**EXERCISE INSTRUCTIONS**.
Lay out the lines of the records below as a numbered list, omitting any blank lines.

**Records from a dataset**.
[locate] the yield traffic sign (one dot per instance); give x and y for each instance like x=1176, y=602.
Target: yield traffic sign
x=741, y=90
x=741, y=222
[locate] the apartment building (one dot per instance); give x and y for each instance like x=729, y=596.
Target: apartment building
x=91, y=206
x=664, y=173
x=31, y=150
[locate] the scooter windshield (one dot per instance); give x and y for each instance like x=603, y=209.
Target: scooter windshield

**RESPONSE**.
1. [locate] the yield traffic sign (one dot per instance); give x and y for each instance like x=1176, y=602.
2. Target: yield traffic sign
3. x=741, y=90
4. x=741, y=222
5. [locate] the apartment building (one dot per instance); give x and y for each instance like x=729, y=596.
6. Target: apartment building
7. x=91, y=206
8. x=664, y=173
9. x=31, y=150
10. [locate] the scooter windshield (one dot per instance); give x and y for each instance like x=603, y=209.
11. Target: scooter windshield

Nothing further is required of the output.